• [Provided entries]
(begin)

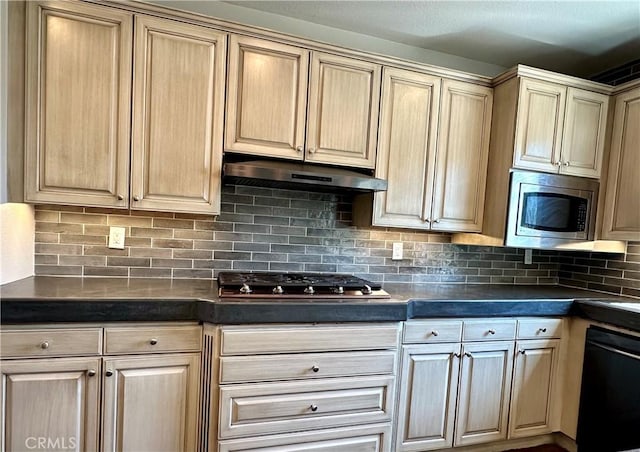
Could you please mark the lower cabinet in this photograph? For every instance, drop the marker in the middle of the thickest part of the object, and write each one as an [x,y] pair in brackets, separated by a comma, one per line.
[303,387]
[149,401]
[459,388]
[534,387]
[50,404]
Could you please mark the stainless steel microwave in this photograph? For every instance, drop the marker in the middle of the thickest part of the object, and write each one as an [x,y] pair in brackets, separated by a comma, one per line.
[550,210]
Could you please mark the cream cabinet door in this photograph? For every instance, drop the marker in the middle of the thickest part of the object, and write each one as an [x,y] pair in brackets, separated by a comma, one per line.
[622,206]
[267,98]
[462,157]
[151,403]
[406,152]
[50,404]
[428,391]
[539,124]
[485,386]
[344,98]
[78,98]
[179,75]
[584,131]
[534,386]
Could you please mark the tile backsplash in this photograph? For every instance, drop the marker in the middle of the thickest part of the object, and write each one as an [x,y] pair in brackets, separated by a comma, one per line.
[263,229]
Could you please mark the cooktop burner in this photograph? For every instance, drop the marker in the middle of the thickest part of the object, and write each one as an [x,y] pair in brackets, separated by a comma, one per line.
[296,285]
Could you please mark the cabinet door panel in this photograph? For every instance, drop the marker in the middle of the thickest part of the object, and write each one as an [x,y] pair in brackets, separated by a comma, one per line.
[428,396]
[54,399]
[178,109]
[485,385]
[78,101]
[462,157]
[267,98]
[584,133]
[344,97]
[622,212]
[406,154]
[151,403]
[539,125]
[533,388]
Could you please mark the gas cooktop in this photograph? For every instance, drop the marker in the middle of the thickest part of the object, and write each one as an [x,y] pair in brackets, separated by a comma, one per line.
[297,285]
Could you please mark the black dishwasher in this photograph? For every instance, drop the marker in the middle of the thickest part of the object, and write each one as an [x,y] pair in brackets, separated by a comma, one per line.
[609,418]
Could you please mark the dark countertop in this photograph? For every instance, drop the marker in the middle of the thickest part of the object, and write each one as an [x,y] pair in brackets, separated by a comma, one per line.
[64,299]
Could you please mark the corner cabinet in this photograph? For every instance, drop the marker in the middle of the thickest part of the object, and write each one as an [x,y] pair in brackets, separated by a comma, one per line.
[271,111]
[80,132]
[179,73]
[621,220]
[78,104]
[560,129]
[433,150]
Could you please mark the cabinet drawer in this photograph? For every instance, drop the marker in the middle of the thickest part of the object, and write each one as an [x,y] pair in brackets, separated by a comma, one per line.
[152,339]
[51,342]
[311,338]
[488,330]
[255,409]
[539,328]
[424,331]
[369,438]
[237,369]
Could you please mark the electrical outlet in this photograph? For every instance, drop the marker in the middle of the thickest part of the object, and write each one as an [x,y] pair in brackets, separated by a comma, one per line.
[116,237]
[528,256]
[396,255]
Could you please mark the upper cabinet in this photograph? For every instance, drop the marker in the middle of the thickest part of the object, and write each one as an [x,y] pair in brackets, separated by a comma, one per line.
[80,131]
[433,152]
[266,98]
[559,129]
[179,73]
[344,97]
[78,104]
[272,112]
[621,218]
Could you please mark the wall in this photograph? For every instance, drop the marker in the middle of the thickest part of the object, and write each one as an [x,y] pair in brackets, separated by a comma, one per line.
[266,229]
[330,35]
[16,241]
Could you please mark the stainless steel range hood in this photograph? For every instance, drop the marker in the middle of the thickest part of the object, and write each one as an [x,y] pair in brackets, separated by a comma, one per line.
[299,176]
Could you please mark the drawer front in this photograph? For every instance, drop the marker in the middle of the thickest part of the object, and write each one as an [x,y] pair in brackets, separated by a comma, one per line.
[256,409]
[311,338]
[370,438]
[488,330]
[539,328]
[238,369]
[427,331]
[157,339]
[51,342]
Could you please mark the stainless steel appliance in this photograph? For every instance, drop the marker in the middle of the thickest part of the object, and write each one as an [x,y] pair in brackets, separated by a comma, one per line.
[550,211]
[609,415]
[296,286]
[302,176]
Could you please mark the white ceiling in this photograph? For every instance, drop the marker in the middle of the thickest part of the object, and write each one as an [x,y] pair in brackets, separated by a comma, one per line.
[574,37]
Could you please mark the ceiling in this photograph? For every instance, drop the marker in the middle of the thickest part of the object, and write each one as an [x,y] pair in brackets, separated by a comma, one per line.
[580,38]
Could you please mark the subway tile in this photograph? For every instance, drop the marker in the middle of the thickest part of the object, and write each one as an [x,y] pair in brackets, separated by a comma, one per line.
[106,271]
[179,273]
[173,223]
[63,228]
[140,222]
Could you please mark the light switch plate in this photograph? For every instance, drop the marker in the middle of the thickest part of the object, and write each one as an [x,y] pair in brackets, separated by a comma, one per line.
[396,255]
[116,237]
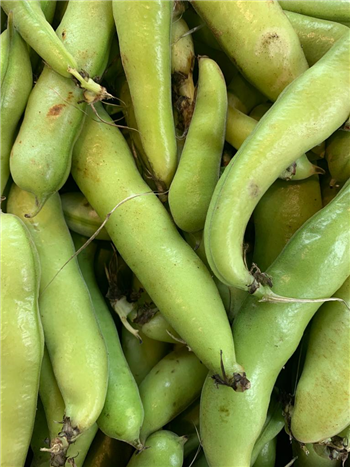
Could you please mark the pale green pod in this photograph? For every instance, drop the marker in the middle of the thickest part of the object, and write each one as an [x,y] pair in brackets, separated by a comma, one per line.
[250,173]
[259,39]
[16,82]
[171,386]
[198,171]
[122,415]
[147,26]
[81,217]
[336,10]
[322,400]
[73,339]
[41,155]
[164,449]
[21,337]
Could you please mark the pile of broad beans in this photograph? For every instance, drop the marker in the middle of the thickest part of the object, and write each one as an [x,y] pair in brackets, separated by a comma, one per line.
[174,233]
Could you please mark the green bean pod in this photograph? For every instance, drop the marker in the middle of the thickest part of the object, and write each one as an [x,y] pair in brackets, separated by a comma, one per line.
[198,172]
[81,217]
[322,400]
[164,449]
[122,415]
[171,386]
[335,10]
[73,339]
[141,27]
[54,408]
[16,82]
[259,39]
[177,281]
[41,155]
[338,156]
[304,116]
[316,36]
[22,340]
[279,214]
[266,334]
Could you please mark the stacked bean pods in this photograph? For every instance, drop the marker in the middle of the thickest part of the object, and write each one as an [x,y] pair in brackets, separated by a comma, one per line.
[174,233]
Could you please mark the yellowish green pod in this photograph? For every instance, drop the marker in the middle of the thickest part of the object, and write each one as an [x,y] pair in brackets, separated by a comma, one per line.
[22,339]
[81,217]
[73,339]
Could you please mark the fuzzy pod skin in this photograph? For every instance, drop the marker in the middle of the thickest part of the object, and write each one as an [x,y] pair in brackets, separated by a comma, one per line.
[81,217]
[171,386]
[338,156]
[21,337]
[198,170]
[259,39]
[122,414]
[334,10]
[303,117]
[142,357]
[73,339]
[54,409]
[141,27]
[164,449]
[41,155]
[316,36]
[176,280]
[322,400]
[267,334]
[16,81]
[281,211]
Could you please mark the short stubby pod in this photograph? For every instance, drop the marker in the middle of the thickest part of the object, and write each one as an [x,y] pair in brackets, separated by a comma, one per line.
[21,338]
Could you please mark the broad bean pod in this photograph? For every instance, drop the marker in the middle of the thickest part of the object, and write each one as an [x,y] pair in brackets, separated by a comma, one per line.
[41,155]
[147,239]
[73,339]
[266,334]
[303,117]
[140,27]
[22,339]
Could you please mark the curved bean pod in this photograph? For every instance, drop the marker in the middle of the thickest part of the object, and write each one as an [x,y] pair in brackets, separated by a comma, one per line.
[16,82]
[81,217]
[322,400]
[198,171]
[259,39]
[122,415]
[174,277]
[266,334]
[22,340]
[41,155]
[305,116]
[73,339]
[141,27]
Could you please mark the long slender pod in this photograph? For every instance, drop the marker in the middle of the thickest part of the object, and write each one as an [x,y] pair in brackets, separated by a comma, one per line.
[122,414]
[41,155]
[147,239]
[15,85]
[309,111]
[266,334]
[21,339]
[147,26]
[73,339]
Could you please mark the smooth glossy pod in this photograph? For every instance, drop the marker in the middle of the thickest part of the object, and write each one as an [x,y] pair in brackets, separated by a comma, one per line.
[21,337]
[175,278]
[304,116]
[259,39]
[267,334]
[147,26]
[73,339]
[198,171]
[169,388]
[322,399]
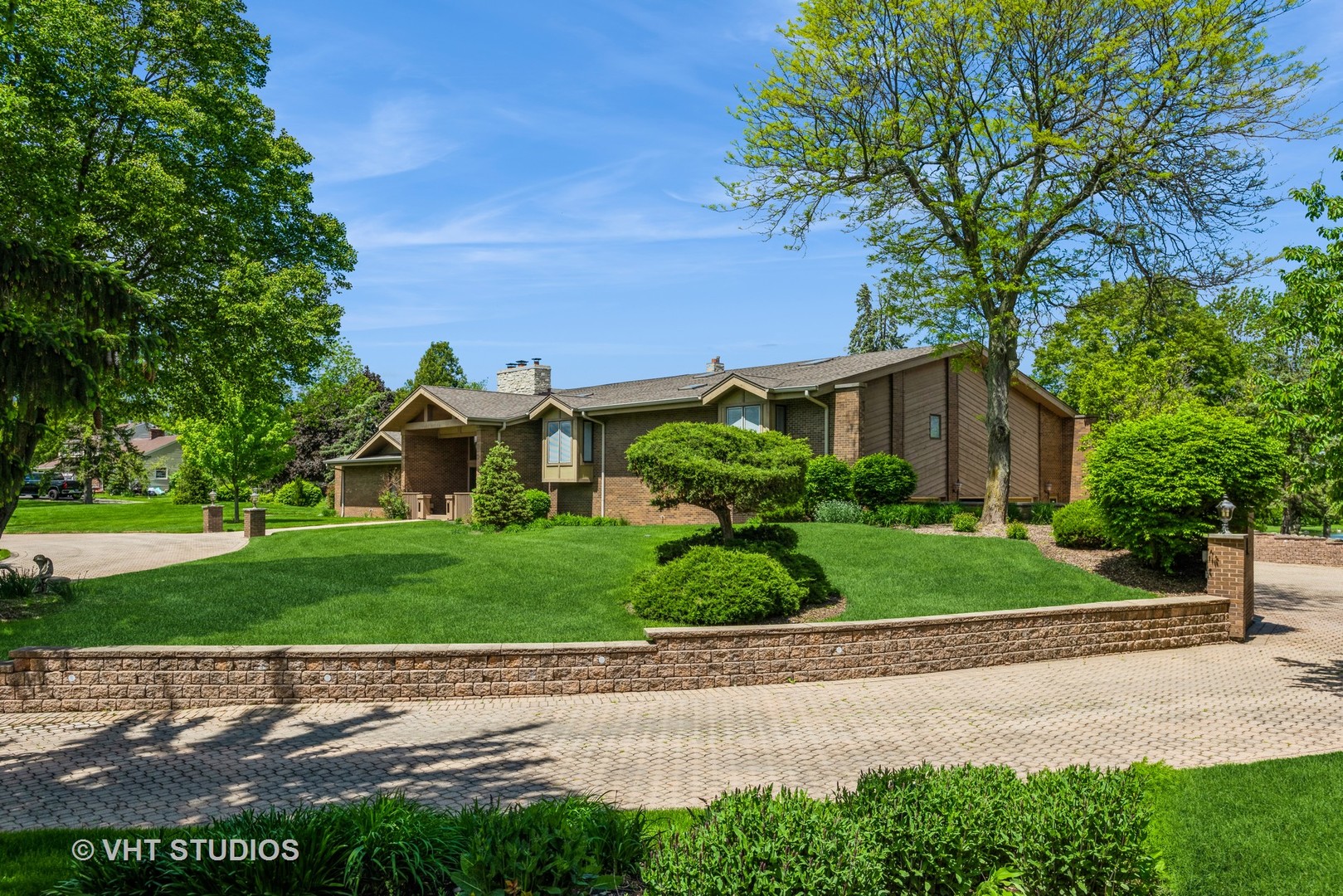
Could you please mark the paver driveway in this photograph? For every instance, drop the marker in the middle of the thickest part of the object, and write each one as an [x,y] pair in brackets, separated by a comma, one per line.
[89,555]
[1280,694]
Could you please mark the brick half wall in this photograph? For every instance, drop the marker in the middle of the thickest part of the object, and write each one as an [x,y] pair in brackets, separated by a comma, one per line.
[173,677]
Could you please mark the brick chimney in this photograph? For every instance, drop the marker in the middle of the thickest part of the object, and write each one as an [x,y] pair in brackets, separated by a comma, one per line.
[520,377]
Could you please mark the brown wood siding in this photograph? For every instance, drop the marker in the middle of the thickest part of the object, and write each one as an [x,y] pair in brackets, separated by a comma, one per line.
[926,394]
[974,436]
[1024,419]
[876,418]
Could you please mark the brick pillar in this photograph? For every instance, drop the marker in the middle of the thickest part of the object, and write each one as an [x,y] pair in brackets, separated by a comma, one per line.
[1230,574]
[254,523]
[846,430]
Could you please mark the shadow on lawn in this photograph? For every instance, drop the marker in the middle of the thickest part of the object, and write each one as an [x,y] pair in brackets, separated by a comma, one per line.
[158,768]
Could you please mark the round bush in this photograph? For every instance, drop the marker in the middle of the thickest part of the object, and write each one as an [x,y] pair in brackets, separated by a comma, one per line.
[883,479]
[829,479]
[299,494]
[718,586]
[965,523]
[1158,480]
[538,503]
[837,512]
[1080,525]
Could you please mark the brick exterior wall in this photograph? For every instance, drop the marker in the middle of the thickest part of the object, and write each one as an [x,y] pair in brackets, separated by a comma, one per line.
[95,679]
[1230,575]
[1297,548]
[359,486]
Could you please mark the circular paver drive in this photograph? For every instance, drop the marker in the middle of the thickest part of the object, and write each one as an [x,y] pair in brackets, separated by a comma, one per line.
[1280,694]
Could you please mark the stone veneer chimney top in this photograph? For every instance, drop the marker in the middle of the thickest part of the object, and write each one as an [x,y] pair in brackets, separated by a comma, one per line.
[520,379]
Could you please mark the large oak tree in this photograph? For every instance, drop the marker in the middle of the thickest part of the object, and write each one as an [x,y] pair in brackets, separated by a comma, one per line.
[1000,155]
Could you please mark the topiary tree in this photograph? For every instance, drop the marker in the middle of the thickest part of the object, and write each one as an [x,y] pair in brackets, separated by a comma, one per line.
[829,479]
[718,468]
[499,499]
[1158,480]
[880,480]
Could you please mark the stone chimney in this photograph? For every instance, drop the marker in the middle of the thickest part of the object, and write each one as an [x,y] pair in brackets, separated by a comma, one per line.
[521,379]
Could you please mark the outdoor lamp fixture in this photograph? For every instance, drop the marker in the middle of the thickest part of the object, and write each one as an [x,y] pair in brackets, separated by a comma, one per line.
[1225,509]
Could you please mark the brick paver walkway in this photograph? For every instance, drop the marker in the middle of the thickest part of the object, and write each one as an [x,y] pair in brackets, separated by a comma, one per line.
[89,555]
[1280,694]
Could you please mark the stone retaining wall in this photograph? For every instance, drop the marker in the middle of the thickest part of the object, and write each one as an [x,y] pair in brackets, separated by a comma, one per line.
[1297,548]
[164,677]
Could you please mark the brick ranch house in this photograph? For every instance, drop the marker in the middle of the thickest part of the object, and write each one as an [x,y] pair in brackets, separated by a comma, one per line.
[912,402]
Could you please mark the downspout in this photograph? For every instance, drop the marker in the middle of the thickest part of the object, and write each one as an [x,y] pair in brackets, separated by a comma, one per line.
[602,472]
[825,421]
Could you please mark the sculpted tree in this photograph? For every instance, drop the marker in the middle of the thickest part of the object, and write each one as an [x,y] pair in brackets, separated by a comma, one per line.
[997,153]
[718,468]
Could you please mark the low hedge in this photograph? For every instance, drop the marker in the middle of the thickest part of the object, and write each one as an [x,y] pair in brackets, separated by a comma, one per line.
[718,586]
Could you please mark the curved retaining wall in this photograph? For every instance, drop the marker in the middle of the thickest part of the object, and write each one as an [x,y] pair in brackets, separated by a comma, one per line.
[164,677]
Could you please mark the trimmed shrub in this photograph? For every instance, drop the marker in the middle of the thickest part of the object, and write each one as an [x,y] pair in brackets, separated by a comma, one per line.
[1080,525]
[191,484]
[499,497]
[718,586]
[299,494]
[538,503]
[1158,480]
[883,479]
[761,843]
[837,512]
[829,479]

(end)

• [What you will do] Everything from the line containing "Could you please mark the curved retaining" to the last line of the entries above should be quoted exactly, and only that.

• [Output of the exercise]
Could you please mark the curved retaining wall in this photograph? For every instance, drop the marker in the middle of the thickest part of the object, and write each one as an [x,y] pair in brackets, separated by a comma, one per line.
[164,677]
Could you please mark the trimmed shrub in this photograph? For every instance, drop the marker in the middle of the thickest part of the object, and write each one as an [x,y] pair in brackets, separated by a comma, one per line.
[1080,525]
[191,484]
[499,497]
[718,586]
[299,494]
[538,503]
[1158,480]
[883,479]
[761,843]
[837,512]
[829,479]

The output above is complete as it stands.